Task description >>
In the passage on chatbot maintenance, what happened to organizations that did not maintain and evolve their chatbots?

Given passage >>
== Segment start ==

Those organizations that did not maintain and evolve their chatbots saw a slow trailing off of engagement from their user communities. As citizens saw the answers to their questions become “outdated”, and saw that there was no updated guidance on new areas of concern, they stopped interacting with the chatbot.

When Is BIG too big?

All of the above focuses on measuring and evolving your chatbot and improving your intents. What about chatbots with a large number of intents? What about my chatbot that has 100 or more intents? These kinds of questions lead to a discussion about some of the realities of a large chatbot.

When you have 100 or more intents, it is very hard to not have some overlap of intents. You have so many intents that you often find it a non-trivial task to separate the training data between the two very similar intents. At some point, are the intents REALLY different? Or do we have the same intent, but with some different qualifiers or metadata?

== Segment end ==

Listed entries >>
== Segment start ==

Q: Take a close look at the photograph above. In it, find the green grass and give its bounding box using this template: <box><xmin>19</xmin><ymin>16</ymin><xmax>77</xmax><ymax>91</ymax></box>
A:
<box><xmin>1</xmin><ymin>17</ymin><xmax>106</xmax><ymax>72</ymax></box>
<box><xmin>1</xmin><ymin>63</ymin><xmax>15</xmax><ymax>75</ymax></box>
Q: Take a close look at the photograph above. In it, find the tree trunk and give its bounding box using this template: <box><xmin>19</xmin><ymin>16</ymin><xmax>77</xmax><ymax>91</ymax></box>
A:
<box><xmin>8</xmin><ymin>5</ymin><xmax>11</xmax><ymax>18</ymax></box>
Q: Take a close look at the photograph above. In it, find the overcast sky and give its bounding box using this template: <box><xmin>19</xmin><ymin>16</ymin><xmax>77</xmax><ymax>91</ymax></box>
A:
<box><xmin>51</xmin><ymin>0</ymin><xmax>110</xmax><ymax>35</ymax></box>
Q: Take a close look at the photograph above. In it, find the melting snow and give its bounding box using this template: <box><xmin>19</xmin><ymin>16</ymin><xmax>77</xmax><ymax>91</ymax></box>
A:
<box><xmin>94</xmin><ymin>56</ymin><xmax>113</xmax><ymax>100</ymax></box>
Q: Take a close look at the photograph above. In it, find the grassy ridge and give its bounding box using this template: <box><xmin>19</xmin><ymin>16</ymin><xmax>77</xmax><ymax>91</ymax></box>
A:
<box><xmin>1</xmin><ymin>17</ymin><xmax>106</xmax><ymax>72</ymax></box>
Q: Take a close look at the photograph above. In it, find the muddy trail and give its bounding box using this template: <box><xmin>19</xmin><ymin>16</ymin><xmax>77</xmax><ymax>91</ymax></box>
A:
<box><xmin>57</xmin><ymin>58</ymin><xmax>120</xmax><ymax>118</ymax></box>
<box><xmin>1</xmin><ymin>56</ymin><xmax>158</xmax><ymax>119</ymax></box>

== Segment end ==

Answer for the task >>
They saw a slow trailing off of engagement from their user communities.